■ **Task statement**: Return the data below in full, matching every line exactly.

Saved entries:
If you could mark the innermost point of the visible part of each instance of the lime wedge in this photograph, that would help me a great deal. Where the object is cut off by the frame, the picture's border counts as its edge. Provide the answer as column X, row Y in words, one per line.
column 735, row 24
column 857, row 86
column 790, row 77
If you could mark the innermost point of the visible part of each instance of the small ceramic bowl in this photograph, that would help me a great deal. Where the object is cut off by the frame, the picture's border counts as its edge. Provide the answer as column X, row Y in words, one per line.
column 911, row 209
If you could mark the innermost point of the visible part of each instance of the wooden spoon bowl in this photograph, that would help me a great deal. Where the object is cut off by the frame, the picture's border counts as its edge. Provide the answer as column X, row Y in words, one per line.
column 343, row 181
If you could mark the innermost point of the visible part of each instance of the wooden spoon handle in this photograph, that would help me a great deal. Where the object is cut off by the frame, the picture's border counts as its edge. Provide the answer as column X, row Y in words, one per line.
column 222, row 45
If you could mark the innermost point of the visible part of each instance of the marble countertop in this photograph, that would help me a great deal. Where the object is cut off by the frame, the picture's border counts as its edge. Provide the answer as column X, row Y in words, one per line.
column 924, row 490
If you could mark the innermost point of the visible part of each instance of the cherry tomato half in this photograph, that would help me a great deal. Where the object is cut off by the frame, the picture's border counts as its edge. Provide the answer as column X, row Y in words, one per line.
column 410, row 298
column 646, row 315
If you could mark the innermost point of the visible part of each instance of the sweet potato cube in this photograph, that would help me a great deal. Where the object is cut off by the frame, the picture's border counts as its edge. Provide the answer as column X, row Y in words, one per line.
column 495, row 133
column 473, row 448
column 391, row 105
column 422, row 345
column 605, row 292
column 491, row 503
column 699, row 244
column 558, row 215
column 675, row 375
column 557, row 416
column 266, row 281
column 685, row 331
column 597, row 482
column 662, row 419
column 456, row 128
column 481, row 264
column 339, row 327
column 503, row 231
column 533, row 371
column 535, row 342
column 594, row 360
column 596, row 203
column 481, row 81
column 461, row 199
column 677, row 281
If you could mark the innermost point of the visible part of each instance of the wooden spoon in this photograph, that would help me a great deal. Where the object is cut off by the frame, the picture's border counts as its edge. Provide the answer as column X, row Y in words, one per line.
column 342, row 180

■ **Completed task**:
If you could mark the innermost point of the visible part of each instance of the lime wedge in this photograph, that would help me a great deal. Where the object is cut off by the frame, the picture's border counts as its edge. Provide the answer as column X, row Y in words, one per line.
column 735, row 24
column 857, row 86
column 790, row 77
If you could mark the innermost point of the visible part of each instance of the small ceramic bowl in this photograph, that would help me a great deal. Where the object is cut off by the frame, the picture's border counts as its edge. Provide the answer as column X, row Y in words, one per line.
column 911, row 209
If you could mark the innermost point of the visible part of each instance of the wooden spoon bowl in this photograph, that would help me a great deal. Where the object is cut off by the frame, the picture's border counts as its edge. Provide the answer as column X, row Y in words, one per line.
column 343, row 181
If you could mark the innermost point of the visible part of each instance of the wooden spoon handle in this photograph, that would help me a great deal. Where the object is cut off by the frame, the picture's border counts as its edge. Provide the answer as column X, row Y in words, one per line.
column 222, row 45
If you could mark the innermost point of the visible part of each instance of the marble countertop in this photograph, that would help me a great deal. Where the object is cut off by the frame, the picture's border counts as its edge. Provide the answer as column X, row Y in words, one per line.
column 924, row 490
If you could mark the innermost point of the visible part of each instance of the cherry tomato half in this photograph, that would help me a great deal. Where the object is cut off by the frame, the picture's border counts as its edge. Provide the answer as column X, row Y in words, one per line.
column 410, row 298
column 646, row 315
If you could mark the innermost point of the visible part of each instance of the sweet potato cube in this photograph, that would help me a great deal. Where the object is cut off by the frame, the picture's border counts as its edge. Provide the answer as column X, row Y in words, one per line.
column 495, row 133
column 473, row 448
column 391, row 105
column 422, row 345
column 605, row 292
column 491, row 503
column 699, row 244
column 558, row 215
column 675, row 375
column 557, row 416
column 266, row 281
column 685, row 331
column 597, row 482
column 662, row 419
column 456, row 128
column 481, row 264
column 339, row 327
column 503, row 231
column 533, row 371
column 535, row 342
column 594, row 360
column 596, row 203
column 481, row 81
column 461, row 199
column 677, row 281
If you could mark the innermost point of the visible part of each instance of the wooden spoon in this photograph, that would help me a great deal. Where the object is cut off by the frame, the picture's border counts as its edge. Provide the answer as column X, row Y in words, one per line.
column 342, row 180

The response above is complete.